Dataset entries
* * * * *
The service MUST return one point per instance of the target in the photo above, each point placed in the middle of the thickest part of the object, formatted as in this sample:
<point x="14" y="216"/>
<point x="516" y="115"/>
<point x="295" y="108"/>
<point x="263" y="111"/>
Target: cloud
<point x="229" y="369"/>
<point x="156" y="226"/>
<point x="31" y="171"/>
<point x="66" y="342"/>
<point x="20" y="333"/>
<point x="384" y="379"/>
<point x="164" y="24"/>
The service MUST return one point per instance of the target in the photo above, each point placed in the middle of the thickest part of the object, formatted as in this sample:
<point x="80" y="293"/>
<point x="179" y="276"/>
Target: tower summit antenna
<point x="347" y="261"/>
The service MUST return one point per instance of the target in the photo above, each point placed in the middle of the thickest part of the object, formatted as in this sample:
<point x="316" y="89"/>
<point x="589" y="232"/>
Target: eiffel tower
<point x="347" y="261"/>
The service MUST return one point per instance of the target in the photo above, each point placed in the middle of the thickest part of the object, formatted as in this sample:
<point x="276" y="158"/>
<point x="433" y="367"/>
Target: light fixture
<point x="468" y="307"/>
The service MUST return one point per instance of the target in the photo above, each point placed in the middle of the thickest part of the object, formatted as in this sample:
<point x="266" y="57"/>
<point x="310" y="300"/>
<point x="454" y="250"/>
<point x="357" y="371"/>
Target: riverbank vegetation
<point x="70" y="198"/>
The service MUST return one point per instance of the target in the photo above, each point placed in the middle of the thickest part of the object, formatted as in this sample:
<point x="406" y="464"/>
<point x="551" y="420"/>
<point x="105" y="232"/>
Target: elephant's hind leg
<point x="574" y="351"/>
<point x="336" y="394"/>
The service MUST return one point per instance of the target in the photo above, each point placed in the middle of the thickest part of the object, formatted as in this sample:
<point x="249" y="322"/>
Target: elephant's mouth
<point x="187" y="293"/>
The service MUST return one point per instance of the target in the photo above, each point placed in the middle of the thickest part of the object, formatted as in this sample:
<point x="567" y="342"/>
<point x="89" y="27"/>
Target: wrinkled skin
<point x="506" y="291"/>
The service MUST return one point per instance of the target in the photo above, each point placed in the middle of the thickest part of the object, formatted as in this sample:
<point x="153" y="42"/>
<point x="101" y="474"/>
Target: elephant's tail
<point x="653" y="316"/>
* * * * *
* Exercise requirements
Return every line above exactly as it stands.

* The completed task
The service MUST return one point per instance of the target in the photo above, each point placed in the middle of the thickest part of the object, formatted as in this sample:
<point x="14" y="216"/>
<point x="516" y="115"/>
<point x="295" y="108"/>
<point x="263" y="111"/>
Target: cloud
<point x="229" y="369"/>
<point x="156" y="226"/>
<point x="31" y="171"/>
<point x="66" y="342"/>
<point x="20" y="333"/>
<point x="384" y="379"/>
<point x="164" y="24"/>
The service MUST return one point per instance of the target in the photo above, each point placed in the middle of the thickest part of the object, formatted as in this sample:
<point x="80" y="293"/>
<point x="179" y="276"/>
Target: tower summit antenna
<point x="347" y="261"/>
The service MUST return one point per instance of the target in the photo above, each point placed in the middle of the thickest part of the object, formatted as in this sample:
<point x="316" y="89"/>
<point x="589" y="232"/>
Target: eiffel tower
<point x="347" y="261"/>
The service MUST return one point per instance of the target in the photo above, each point placed in the middle of the thickest part of the object, formatted as in this sample:
<point x="276" y="158"/>
<point x="433" y="367"/>
Target: light fixture
<point x="468" y="307"/>
The service MUST return one point per instance of the target in the photo above, each point placed in the middle of the thickest part of the object, formatted as in this sample:
<point x="266" y="57"/>
<point x="310" y="300"/>
<point x="454" y="250"/>
<point x="357" y="371"/>
Target: riverbank vegetation
<point x="70" y="198"/>
The service MUST return one point per instance of the target in the photo above, each point placed in the middle of the thickest part of the object, formatted as in this sample:
<point x="406" y="464"/>
<point x="551" y="420"/>
<point x="105" y="232"/>
Target: elephant's hind leg
<point x="574" y="351"/>
<point x="336" y="394"/>
The service MUST return one point per instance of the target in the photo above, each point placed in the middle of the thickest part of the object, formatted as in this sample:
<point x="249" y="322"/>
Target: elephant's mouth
<point x="187" y="293"/>
The service MUST return one point per instance of the target in the photo above, each point placed in the middle of the thickest part of the object, formatted as in this sample:
<point x="567" y="342"/>
<point x="89" y="27"/>
Target: wrinkled skin
<point x="506" y="291"/>
The service MUST return one point per instance of the target in the photo above, each point placed in the middle of the thickest part of the object, formatted as in this sample:
<point x="153" y="42"/>
<point x="101" y="474"/>
Target: elephant's tail
<point x="653" y="316"/>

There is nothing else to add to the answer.